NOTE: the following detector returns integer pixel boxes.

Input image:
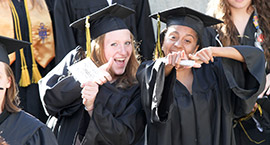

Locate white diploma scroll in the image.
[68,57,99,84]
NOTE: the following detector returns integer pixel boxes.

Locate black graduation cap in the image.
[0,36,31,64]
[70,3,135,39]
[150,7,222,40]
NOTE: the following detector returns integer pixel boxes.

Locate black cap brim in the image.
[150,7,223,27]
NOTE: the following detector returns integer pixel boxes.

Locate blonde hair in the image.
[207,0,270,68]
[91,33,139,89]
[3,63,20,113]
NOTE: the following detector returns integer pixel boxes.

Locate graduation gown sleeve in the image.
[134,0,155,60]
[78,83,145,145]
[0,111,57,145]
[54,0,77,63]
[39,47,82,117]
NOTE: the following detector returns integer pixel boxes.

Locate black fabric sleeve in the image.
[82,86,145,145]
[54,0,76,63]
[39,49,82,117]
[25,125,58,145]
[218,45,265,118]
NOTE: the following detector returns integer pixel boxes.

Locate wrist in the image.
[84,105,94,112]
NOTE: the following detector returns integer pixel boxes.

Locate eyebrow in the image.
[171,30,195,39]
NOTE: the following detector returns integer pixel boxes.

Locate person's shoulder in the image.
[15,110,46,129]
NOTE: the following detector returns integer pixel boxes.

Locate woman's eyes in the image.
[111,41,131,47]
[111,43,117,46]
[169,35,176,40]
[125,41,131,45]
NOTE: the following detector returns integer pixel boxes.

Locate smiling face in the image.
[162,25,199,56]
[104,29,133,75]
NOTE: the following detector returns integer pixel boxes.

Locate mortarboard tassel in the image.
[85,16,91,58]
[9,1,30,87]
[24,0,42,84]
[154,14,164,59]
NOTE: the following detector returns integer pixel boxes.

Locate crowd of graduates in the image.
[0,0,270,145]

==

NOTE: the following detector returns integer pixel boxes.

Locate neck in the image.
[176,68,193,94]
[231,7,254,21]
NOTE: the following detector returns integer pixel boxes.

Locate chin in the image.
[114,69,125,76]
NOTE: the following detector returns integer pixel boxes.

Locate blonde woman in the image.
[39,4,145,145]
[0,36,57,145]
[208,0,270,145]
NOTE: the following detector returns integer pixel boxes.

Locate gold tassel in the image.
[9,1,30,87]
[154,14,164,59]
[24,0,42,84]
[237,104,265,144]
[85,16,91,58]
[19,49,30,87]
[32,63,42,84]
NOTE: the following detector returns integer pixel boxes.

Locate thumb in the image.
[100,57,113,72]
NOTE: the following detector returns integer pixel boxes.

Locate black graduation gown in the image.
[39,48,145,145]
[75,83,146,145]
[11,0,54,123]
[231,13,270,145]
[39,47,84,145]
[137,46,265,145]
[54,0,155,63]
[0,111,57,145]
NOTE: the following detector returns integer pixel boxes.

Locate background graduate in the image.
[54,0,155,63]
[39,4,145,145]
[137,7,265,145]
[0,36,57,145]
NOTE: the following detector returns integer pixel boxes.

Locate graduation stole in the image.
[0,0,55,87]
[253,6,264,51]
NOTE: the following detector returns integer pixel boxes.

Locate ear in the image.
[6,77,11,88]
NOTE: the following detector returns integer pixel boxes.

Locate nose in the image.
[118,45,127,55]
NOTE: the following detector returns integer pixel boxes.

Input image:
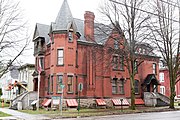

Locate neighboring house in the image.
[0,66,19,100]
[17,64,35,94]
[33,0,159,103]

--

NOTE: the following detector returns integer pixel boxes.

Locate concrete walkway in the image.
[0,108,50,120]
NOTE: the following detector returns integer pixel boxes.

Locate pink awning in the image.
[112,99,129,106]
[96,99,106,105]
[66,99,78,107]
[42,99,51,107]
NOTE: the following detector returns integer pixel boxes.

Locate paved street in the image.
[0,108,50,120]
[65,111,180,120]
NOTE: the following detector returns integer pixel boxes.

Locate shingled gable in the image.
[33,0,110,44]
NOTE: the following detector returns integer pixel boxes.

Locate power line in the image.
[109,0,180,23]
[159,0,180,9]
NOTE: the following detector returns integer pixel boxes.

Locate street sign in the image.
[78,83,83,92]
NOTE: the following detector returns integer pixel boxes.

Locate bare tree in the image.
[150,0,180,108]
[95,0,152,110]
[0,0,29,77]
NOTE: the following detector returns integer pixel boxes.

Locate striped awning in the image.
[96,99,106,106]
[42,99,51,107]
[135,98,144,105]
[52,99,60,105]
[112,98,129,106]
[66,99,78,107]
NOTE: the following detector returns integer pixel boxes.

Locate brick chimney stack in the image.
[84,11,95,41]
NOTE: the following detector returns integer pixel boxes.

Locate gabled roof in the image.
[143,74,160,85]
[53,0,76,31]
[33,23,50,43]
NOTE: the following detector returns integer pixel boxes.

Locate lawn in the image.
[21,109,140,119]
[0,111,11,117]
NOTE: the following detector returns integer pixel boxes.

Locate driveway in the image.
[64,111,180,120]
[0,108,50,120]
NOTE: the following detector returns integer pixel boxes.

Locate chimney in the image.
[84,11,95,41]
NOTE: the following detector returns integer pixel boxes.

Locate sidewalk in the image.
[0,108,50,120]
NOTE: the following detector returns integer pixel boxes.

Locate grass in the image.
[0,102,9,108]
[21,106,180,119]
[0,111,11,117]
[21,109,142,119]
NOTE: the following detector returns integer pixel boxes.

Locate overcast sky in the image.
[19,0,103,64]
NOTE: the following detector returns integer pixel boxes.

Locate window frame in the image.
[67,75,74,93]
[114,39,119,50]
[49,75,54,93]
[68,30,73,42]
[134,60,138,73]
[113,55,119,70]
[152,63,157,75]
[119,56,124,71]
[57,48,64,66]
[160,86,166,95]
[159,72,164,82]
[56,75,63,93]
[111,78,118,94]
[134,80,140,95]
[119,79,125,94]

▶ **YOUR GOAL**: Copy out every line above that includes the word "blonde".

▶ **SOLUTION BELOW**:
Locate blonde hair in the image.
Locate blonde woman in the image.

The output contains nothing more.